*Objective*. Pick up the forum thread about lighting model buildings with Christmas bulbs where it stops, and write what comes next.

*Text section*.
....
# Christmas lights



## KAL5 (Sep 4, 2011)

Has anyone used the Big clear christmas light bulbs to light buildings ? I was thinking about useing them in my biger back ground buildings to give some life to them.


----------



## T-Man (May 16, 2008)

They may give off too much heat. Unless they are LED and should work fine.


----------



## KAL5 (Sep 4, 2011)

T-Man said:


> They may give off too much heat. Unless they are LED and should work fine.


Thats what I was thinking about with the heat. I was looking at LED but thay dont seem to be bright enought


----------



## T-Man (May 16, 2008)

Search out the LED ribbon or strips. They are bright enough.


----------



## Big Ed (Jun 16, 2009)

Some of the large bulb Christmas lights are OK.

Also those lights that come with the Hawthorne Villages are OK.
Not too much heat, but LED's would be the way to go as they last longer.


----------



## KAL5 (Sep 4, 2011)

T-Man said:


> Search out the LED ribbon or strips. They are bright enough.
....
(Dataset records)
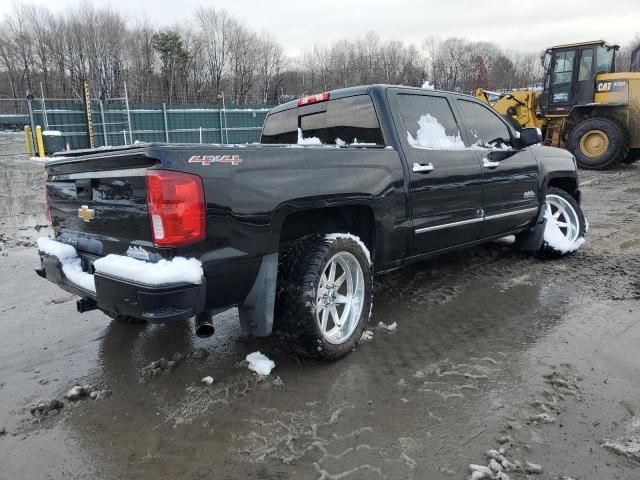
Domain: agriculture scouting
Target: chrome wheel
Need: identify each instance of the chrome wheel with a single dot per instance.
(340, 297)
(564, 215)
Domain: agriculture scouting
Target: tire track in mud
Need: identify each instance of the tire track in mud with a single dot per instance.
(323, 441)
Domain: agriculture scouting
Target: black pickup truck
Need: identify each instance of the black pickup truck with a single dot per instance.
(344, 184)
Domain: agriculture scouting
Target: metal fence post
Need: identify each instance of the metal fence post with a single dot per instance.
(220, 117)
(44, 108)
(31, 120)
(166, 125)
(126, 101)
(104, 126)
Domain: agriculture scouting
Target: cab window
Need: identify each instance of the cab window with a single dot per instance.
(604, 59)
(486, 129)
(562, 67)
(585, 72)
(429, 122)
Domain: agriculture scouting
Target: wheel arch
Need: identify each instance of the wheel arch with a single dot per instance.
(355, 218)
(567, 181)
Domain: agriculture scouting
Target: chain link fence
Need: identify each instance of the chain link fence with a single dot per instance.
(116, 122)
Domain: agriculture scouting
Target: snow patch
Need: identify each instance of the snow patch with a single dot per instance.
(307, 141)
(176, 270)
(334, 236)
(629, 444)
(367, 336)
(388, 328)
(71, 264)
(556, 239)
(57, 249)
(431, 135)
(260, 363)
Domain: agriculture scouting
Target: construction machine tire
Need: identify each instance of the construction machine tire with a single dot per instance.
(599, 143)
(632, 156)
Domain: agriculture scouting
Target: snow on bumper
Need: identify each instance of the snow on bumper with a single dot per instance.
(166, 290)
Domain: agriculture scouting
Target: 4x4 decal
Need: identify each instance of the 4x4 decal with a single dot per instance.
(209, 159)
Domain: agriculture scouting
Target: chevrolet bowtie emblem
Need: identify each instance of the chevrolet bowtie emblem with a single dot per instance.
(86, 214)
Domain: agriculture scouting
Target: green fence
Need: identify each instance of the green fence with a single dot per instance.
(117, 123)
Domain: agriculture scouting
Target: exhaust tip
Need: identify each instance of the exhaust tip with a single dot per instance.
(205, 330)
(203, 325)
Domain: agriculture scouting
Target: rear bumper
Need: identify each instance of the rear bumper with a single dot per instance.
(154, 303)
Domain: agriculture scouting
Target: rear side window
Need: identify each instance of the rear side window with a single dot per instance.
(350, 120)
(353, 120)
(429, 122)
(281, 127)
(485, 127)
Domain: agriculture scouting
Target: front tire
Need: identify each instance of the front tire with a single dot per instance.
(564, 211)
(324, 296)
(599, 143)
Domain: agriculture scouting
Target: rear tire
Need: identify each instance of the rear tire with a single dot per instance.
(599, 143)
(325, 313)
(570, 214)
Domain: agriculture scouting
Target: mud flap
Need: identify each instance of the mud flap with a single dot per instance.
(256, 313)
(532, 240)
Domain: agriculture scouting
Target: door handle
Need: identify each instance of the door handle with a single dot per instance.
(422, 167)
(489, 164)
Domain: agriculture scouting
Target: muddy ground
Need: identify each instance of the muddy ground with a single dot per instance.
(493, 348)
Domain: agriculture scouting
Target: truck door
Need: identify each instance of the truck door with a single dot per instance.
(509, 176)
(585, 77)
(559, 87)
(445, 177)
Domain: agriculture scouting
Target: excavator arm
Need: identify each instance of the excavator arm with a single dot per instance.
(521, 105)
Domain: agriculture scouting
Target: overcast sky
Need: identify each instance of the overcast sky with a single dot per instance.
(530, 25)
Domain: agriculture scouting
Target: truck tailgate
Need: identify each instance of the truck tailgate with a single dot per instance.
(98, 203)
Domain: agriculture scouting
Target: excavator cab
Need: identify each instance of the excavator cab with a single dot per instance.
(570, 72)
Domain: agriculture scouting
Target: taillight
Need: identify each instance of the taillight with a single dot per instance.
(317, 98)
(177, 211)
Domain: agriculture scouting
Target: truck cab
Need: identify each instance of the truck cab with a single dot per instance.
(570, 74)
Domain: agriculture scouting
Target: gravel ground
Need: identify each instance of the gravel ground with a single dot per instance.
(493, 349)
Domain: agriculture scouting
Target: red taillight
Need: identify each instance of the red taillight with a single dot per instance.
(308, 100)
(176, 208)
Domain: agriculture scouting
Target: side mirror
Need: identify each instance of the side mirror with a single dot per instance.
(529, 136)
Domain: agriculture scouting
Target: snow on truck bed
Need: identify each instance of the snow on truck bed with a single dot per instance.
(177, 270)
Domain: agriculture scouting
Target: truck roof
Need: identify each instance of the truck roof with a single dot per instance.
(350, 92)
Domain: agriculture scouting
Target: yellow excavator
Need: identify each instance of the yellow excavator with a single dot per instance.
(583, 106)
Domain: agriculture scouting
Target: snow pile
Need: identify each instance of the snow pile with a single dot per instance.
(388, 328)
(555, 239)
(334, 236)
(367, 336)
(499, 465)
(629, 444)
(342, 143)
(71, 264)
(57, 249)
(431, 135)
(72, 269)
(260, 363)
(307, 141)
(177, 270)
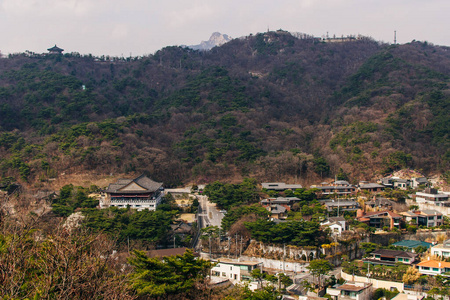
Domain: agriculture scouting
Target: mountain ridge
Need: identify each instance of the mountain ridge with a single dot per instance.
(270, 106)
(216, 39)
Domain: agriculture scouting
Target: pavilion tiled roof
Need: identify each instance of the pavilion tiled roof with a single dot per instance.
(434, 264)
(143, 181)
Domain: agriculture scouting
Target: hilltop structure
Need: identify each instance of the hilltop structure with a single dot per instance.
(139, 193)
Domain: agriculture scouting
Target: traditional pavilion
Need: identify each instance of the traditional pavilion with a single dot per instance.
(55, 50)
(139, 193)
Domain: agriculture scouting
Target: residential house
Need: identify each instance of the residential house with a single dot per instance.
(432, 196)
(387, 182)
(336, 228)
(235, 271)
(341, 205)
(161, 253)
(286, 202)
(338, 190)
(340, 183)
(351, 291)
(419, 181)
(55, 50)
(433, 267)
(403, 296)
(370, 187)
(336, 224)
(411, 245)
(139, 193)
(276, 211)
(380, 203)
(441, 250)
(427, 218)
(391, 257)
(402, 184)
(280, 186)
(379, 219)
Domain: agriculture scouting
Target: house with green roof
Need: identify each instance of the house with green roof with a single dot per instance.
(412, 244)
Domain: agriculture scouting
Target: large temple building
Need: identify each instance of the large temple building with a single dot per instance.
(139, 193)
(55, 50)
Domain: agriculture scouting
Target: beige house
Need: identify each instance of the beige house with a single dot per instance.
(139, 193)
(351, 291)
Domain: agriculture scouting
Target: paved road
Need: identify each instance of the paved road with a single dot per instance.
(211, 215)
(208, 215)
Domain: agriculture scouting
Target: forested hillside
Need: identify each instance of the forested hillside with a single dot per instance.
(270, 106)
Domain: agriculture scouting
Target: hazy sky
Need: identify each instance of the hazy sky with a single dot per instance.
(113, 27)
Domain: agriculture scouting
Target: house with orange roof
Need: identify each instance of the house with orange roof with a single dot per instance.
(379, 219)
(434, 267)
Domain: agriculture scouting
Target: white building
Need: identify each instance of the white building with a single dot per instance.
(441, 250)
(235, 271)
(433, 267)
(139, 193)
(432, 196)
(351, 291)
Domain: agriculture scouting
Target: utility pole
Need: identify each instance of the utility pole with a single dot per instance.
(240, 254)
(236, 245)
(209, 246)
(218, 244)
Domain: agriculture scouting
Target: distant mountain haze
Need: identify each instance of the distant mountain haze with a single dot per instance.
(275, 106)
(216, 39)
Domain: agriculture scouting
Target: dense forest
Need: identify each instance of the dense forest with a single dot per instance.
(269, 106)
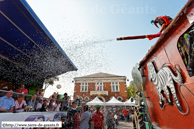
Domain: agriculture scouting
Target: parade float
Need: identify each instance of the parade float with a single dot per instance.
(164, 78)
(28, 55)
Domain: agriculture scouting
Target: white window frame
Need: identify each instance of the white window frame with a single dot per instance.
(85, 85)
(96, 86)
(114, 85)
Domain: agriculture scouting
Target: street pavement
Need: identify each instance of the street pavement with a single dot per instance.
(125, 125)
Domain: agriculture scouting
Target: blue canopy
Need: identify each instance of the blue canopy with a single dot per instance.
(28, 52)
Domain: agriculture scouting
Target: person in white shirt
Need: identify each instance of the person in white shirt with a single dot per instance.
(57, 106)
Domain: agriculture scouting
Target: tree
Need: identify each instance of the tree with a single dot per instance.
(50, 81)
(131, 92)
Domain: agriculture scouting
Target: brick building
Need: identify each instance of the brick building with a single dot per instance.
(103, 85)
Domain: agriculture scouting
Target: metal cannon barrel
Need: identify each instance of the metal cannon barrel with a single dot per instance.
(150, 37)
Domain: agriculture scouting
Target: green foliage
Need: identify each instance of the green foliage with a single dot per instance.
(50, 81)
(131, 92)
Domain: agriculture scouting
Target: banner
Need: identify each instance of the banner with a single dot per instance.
(31, 116)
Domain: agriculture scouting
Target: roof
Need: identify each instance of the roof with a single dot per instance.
(167, 34)
(100, 75)
(28, 52)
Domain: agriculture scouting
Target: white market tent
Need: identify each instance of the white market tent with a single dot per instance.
(114, 102)
(95, 101)
(129, 103)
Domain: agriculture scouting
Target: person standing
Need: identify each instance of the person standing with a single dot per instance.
(22, 90)
(97, 119)
(44, 106)
(125, 114)
(71, 115)
(85, 118)
(7, 102)
(77, 118)
(65, 104)
(109, 119)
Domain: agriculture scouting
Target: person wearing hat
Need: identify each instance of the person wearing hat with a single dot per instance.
(163, 21)
(71, 115)
(65, 104)
(97, 119)
(84, 122)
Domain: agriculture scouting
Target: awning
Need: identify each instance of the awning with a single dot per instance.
(28, 52)
(95, 101)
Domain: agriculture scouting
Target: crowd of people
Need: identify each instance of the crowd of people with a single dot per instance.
(77, 117)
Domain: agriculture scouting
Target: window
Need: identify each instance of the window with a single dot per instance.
(186, 49)
(115, 86)
(99, 86)
(84, 87)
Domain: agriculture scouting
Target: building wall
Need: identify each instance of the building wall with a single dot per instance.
(107, 87)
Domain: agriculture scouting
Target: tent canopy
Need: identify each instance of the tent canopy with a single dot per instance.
(95, 101)
(129, 103)
(114, 102)
(28, 52)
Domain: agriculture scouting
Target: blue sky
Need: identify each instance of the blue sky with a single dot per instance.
(87, 31)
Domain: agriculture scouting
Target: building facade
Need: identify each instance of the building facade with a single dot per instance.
(103, 85)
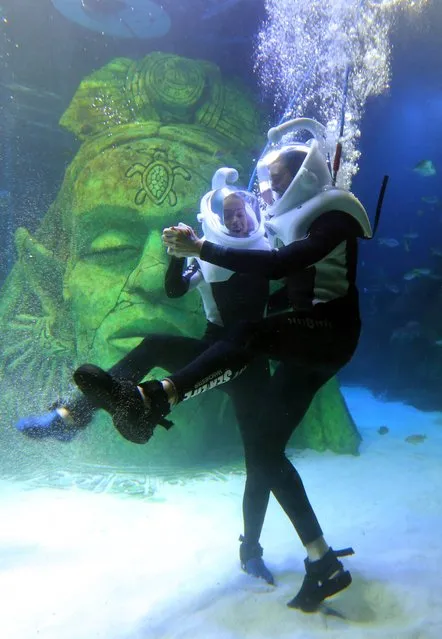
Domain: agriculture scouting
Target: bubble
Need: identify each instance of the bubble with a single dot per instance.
(306, 47)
....
*Solved problem*.
Thanks I did look them up on ebay and found some from china I think i will give them a try


----------



## gunrunnerjohn (Nov 10, 2010)

Try here: http://www.amazon.com/LEDwholesalers-Flexible-LED-Ribbon-2026ww-31k/dp/B002QQ48TK/ref=pd_cp_hi_2

Of if you don't need warm white, here: http://www.amazon.com/LEDwholesalers-Flexible-LED-Ribbon-2026ww-31k/dp/B002QQ48TK/ref=pd_cp_hi_2


----------



## Reckers (Oct 11, 2009)

Kal5, I simply took strings of the small, cylindrical-bulb lights and ran them from house to house. They put out more than enough light: IMHO, the ones you're referring to would look like floodlights in the living-room windows.


----------



## old464 (Oct 12, 2011)

Im going the LED strip lights that John suggested. good luck


----------



## Hoot24 (Sep 5, 2012)

KAL5 said:


> Has anyone used the Big clear christmas light bulbs to light buildings ? I was thinking about useing them in my biger back ground buildings to give some life to them.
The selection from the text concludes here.